What you have to do:
Among the lines of data below, reproduce only those from the one with "positive clicks: (124, 51)" through the one with "24L125 34L117 58L112", exactly as they stand, both ends included.

##### Supplied data #####

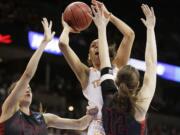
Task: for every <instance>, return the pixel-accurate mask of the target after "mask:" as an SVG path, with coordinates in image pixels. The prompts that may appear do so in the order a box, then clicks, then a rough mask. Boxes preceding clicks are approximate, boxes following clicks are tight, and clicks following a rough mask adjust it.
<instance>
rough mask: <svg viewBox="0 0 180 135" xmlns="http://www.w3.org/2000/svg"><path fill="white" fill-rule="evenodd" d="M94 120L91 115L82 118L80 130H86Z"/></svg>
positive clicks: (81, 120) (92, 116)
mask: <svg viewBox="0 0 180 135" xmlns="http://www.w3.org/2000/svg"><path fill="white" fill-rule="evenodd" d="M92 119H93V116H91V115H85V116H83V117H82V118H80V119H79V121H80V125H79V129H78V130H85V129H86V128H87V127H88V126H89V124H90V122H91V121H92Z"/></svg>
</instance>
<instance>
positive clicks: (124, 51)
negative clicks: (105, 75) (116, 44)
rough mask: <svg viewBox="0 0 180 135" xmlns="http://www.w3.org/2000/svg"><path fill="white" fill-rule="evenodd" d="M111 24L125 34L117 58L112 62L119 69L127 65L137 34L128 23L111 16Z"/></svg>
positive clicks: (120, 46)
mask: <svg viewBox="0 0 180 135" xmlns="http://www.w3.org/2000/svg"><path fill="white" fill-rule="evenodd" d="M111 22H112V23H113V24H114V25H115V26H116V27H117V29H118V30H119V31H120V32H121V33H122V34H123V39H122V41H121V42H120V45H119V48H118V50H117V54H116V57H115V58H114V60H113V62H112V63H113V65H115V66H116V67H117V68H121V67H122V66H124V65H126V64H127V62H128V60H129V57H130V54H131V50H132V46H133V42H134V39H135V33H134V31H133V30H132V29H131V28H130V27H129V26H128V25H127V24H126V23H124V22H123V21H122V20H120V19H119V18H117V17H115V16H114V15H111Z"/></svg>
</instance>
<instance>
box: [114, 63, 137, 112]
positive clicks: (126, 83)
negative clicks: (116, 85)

#####

Solution for this problem:
positive clicks: (124, 51)
negative clicks: (105, 75) (116, 44)
rough mask: <svg viewBox="0 0 180 135" xmlns="http://www.w3.org/2000/svg"><path fill="white" fill-rule="evenodd" d="M111 24L125 34L117 58L112 62L119 69L127 65L137 34L128 23L111 16Z"/></svg>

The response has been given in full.